▶
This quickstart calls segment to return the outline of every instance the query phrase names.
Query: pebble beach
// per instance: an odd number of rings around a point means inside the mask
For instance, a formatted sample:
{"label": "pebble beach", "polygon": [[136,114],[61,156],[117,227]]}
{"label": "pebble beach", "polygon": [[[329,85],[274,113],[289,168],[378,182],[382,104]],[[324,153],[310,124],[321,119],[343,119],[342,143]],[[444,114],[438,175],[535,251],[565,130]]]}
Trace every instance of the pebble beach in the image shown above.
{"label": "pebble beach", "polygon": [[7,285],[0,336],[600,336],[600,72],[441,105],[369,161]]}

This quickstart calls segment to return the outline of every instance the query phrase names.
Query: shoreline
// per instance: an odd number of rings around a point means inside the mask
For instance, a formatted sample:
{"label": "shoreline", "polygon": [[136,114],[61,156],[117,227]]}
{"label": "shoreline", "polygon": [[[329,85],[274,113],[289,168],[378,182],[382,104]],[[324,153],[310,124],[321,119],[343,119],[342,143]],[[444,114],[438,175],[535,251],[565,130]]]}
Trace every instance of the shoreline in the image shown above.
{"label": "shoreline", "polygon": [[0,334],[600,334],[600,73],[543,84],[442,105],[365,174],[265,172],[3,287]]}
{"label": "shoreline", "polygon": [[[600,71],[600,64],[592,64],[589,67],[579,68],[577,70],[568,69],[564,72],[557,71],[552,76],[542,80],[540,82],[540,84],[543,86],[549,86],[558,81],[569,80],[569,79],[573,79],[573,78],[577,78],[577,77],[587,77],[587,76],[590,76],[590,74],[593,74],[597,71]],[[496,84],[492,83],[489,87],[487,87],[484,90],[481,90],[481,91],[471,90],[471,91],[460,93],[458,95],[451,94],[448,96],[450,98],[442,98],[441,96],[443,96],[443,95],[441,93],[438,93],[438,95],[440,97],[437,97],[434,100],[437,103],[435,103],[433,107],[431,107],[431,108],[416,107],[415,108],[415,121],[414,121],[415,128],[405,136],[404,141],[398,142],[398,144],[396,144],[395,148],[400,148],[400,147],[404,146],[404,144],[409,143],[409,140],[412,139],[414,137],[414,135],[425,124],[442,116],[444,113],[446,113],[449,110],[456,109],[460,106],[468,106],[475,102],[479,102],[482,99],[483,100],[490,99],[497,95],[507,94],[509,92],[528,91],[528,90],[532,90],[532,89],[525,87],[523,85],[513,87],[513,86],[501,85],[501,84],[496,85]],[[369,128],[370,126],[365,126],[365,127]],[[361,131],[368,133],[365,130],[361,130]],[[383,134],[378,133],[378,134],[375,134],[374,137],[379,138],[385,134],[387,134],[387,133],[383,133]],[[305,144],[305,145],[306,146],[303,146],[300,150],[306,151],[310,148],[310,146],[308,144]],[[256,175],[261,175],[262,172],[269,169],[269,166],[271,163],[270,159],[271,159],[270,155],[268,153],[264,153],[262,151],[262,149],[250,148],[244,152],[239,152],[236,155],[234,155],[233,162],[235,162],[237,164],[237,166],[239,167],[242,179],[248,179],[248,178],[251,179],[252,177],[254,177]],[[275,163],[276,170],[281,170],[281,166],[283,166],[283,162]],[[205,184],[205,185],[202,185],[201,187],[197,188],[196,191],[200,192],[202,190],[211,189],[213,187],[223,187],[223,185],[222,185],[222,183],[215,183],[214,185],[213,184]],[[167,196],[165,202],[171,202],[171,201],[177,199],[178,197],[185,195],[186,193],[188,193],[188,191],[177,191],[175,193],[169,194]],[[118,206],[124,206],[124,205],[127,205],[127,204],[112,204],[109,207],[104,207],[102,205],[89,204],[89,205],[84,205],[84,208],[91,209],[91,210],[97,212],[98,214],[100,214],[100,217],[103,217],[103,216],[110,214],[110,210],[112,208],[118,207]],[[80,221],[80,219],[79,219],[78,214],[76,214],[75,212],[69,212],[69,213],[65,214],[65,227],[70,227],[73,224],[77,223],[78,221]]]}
◀
▶
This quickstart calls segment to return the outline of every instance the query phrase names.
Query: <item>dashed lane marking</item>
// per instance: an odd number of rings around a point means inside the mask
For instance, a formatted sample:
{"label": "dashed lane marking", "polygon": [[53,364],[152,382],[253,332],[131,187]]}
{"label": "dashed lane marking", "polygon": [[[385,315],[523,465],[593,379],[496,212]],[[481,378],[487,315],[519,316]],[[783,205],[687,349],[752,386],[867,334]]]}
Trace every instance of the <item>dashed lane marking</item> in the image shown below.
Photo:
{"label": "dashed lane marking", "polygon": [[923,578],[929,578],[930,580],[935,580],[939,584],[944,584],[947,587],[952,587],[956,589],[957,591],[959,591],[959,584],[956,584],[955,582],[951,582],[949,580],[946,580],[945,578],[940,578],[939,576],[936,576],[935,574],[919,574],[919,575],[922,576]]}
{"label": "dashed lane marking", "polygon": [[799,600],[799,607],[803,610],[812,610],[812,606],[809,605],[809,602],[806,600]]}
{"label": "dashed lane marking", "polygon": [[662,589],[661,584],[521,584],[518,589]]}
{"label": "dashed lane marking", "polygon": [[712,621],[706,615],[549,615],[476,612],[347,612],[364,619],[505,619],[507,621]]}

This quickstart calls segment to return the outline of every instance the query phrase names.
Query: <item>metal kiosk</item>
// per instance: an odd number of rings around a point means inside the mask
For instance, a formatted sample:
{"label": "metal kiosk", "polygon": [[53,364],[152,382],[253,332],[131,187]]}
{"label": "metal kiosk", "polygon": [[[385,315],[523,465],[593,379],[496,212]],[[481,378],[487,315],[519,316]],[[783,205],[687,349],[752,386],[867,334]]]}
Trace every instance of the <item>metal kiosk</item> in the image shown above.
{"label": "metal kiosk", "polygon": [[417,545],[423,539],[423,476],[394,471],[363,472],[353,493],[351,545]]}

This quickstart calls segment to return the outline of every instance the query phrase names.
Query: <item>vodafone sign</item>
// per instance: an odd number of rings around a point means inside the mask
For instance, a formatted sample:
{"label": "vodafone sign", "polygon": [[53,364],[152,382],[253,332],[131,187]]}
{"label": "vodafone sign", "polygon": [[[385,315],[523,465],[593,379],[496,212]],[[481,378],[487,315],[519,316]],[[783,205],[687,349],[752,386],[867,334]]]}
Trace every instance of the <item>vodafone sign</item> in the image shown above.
◀
■ Task goal: Search each line of the listing for the word "sign", then state how many lines contain it and nothing else.

■ Written response: 4